(Saved entries)
────────

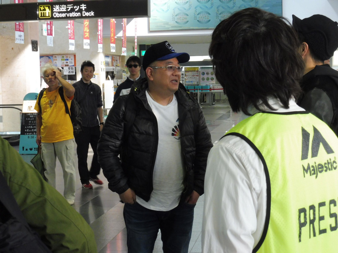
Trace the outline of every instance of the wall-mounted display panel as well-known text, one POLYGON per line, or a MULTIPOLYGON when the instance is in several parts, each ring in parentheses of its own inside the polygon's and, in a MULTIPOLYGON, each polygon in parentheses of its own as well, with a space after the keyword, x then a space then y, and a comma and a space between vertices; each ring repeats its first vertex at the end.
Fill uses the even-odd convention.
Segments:
POLYGON ((150 0, 150 31, 212 29, 238 10, 256 7, 282 16, 282 0, 150 0))

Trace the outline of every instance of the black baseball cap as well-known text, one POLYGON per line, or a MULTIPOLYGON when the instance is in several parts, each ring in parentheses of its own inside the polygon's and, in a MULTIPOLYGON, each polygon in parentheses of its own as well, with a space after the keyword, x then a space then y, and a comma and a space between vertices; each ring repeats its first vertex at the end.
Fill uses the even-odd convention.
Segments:
POLYGON ((300 19, 292 15, 292 26, 320 60, 329 59, 338 48, 338 23, 327 17, 316 14, 300 19))
POLYGON ((146 70, 150 63, 155 61, 163 61, 177 58, 178 62, 189 62, 190 56, 187 53, 176 53, 169 42, 166 41, 154 44, 147 49, 143 56, 142 66, 146 70))

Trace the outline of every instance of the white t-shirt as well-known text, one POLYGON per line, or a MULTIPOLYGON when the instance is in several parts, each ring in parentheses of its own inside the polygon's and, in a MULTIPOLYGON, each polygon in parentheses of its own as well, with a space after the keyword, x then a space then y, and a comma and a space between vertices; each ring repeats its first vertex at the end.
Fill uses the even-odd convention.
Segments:
MULTIPOLYGON (((276 111, 262 104, 260 108, 276 113, 304 111, 293 98, 288 109, 276 98, 268 102, 276 111)), ((202 252, 252 252, 264 228, 266 180, 262 161, 247 142, 229 135, 214 144, 208 156, 204 191, 202 252)))
POLYGON ((150 199, 147 202, 137 196, 136 201, 148 209, 169 211, 178 205, 184 188, 177 100, 174 95, 170 104, 163 106, 146 93, 157 119, 159 143, 150 199))

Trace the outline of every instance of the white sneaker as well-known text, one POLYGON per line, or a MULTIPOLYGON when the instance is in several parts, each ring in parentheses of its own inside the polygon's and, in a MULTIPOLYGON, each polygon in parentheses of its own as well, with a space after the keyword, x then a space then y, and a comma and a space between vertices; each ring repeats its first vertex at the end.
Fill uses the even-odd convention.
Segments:
POLYGON ((66 200, 67 201, 67 202, 69 203, 69 205, 72 205, 74 204, 74 200, 66 200))

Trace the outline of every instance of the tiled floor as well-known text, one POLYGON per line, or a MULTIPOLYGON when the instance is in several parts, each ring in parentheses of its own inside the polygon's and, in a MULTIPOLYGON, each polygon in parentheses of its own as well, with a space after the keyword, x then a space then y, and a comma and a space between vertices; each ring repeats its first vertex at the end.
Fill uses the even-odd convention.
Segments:
MULTIPOLYGON (((213 142, 218 140, 227 131, 239 120, 241 114, 234 113, 228 104, 217 102, 213 106, 202 105, 207 124, 211 134, 213 142)), ((22 156, 26 161, 32 156, 22 156)), ((88 164, 90 164, 93 151, 90 149, 88 164)), ((77 168, 77 157, 75 161, 77 168)), ((57 189, 63 191, 63 180, 61 166, 58 161, 56 165, 57 189)), ((94 231, 99 253, 126 253, 126 232, 122 211, 123 204, 120 202, 118 194, 108 188, 108 182, 102 175, 99 176, 104 183, 94 185, 93 189, 81 187, 77 170, 77 188, 74 208, 80 213, 94 231)), ((192 234, 189 246, 189 252, 200 253, 201 231, 204 203, 204 196, 199 199, 195 209, 192 234)), ((155 244, 153 253, 163 252, 160 232, 155 244)))

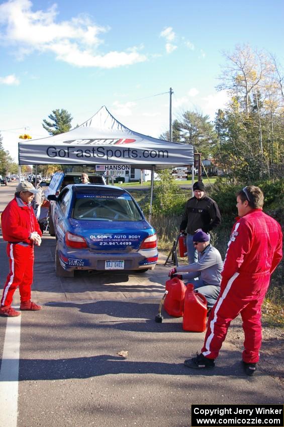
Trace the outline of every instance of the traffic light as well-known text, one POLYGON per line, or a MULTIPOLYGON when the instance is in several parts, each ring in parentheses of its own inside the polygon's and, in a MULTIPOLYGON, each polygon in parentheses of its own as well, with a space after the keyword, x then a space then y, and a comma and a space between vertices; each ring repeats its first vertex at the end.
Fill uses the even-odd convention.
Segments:
POLYGON ((28 134, 24 134, 23 135, 20 135, 19 138, 20 139, 32 139, 31 135, 28 135, 28 134))

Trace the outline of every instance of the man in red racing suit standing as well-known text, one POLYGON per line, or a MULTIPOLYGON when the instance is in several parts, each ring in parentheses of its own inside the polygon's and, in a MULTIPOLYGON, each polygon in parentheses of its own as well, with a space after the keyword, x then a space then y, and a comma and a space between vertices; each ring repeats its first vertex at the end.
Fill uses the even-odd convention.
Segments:
POLYGON ((17 187, 14 198, 2 212, 2 233, 4 240, 8 242, 10 271, 3 289, 1 316, 16 317, 21 314, 11 306, 14 293, 18 286, 21 310, 34 311, 42 308, 31 301, 34 245, 40 245, 42 236, 31 206, 31 201, 38 191, 30 182, 21 182, 17 187))
POLYGON ((255 371, 261 345, 261 305, 270 277, 282 258, 280 225, 262 212, 258 187, 237 195, 237 219, 228 245, 221 291, 211 310, 201 353, 184 361, 189 368, 213 368, 228 328, 240 313, 244 333, 242 363, 247 375, 255 371))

────────

→ **Exercise aim**: Retype the saved entries word for word, from the line containing "Trace the outline of every instance of the white sneaker" through the line containing "POLYGON ((28 134, 24", including both of those lines. Leave the pictures out of your answer.

→ **Response to this task**:
Trace the outline of every instance of the white sneaker as well-known text, one POLYGON per line, or a MULTIPOLYGON when the instance is in several parts, each ring in parentheses of its own inside the polygon's and, in a MULTIPOLYGON, each polygon in parentheses of its own as well, with a space after the keyword, x then a space then y, and a comma and a space between vertices; each ring repeats its first vertex at the end.
Fill uses the even-odd convention.
Segments:
POLYGON ((66 200, 67 201, 67 202, 69 203, 69 205, 72 205, 74 204, 74 200, 66 200))

Trace the outline of every instance of the tiled floor as well-known text, one POLYGON per line, or a MULTIPOLYGON when the instance is in several parts, each ring in parentheses of its own inside the polygon's and, in a MULTIPOLYGON, each polygon in parentheses of its own as well, with a space after the keyword, x then a space then y, and a comma and a space between vertices; each ring repeats its first vertex at the end.
Fill uses the even-odd convention.
Segments:
MULTIPOLYGON (((213 142, 218 140, 227 131, 239 120, 241 114, 234 113, 228 104, 217 102, 213 106, 202 105, 207 124, 211 134, 213 142)), ((22 156, 26 161, 32 156, 22 156)), ((88 164, 90 164, 93 151, 90 149, 88 164)), ((77 168, 77 157, 75 161, 77 168)), ((57 189, 63 191, 63 180, 61 166, 58 161, 56 165, 57 189)), ((94 231, 99 253, 126 253, 126 232, 122 211, 123 204, 120 202, 118 194, 108 188, 108 182, 102 175, 99 176, 104 183, 94 185, 93 189, 81 187, 77 170, 77 188, 74 208, 80 213, 94 231)), ((192 234, 189 246, 189 252, 200 253, 201 231, 204 203, 204 196, 199 199, 195 209, 192 234)), ((155 244, 153 253, 163 252, 160 232, 155 244)))

Trace the outline of every instance of the traffic light as well-known text, one POLYGON per line, or a MULTIPOLYGON when the instance is in several parts, each ring in parentheses of its own inside the polygon's and, in a MULTIPOLYGON, each polygon in parentheses of its own as well, with a space after the keyword, x then a space then y, and a comma and a space between vertices; each ring repeats its first vertex at the end.
Fill uses the even-odd convention.
Segments:
POLYGON ((28 134, 24 134, 23 135, 20 135, 19 138, 20 139, 32 139, 31 135, 28 135, 28 134))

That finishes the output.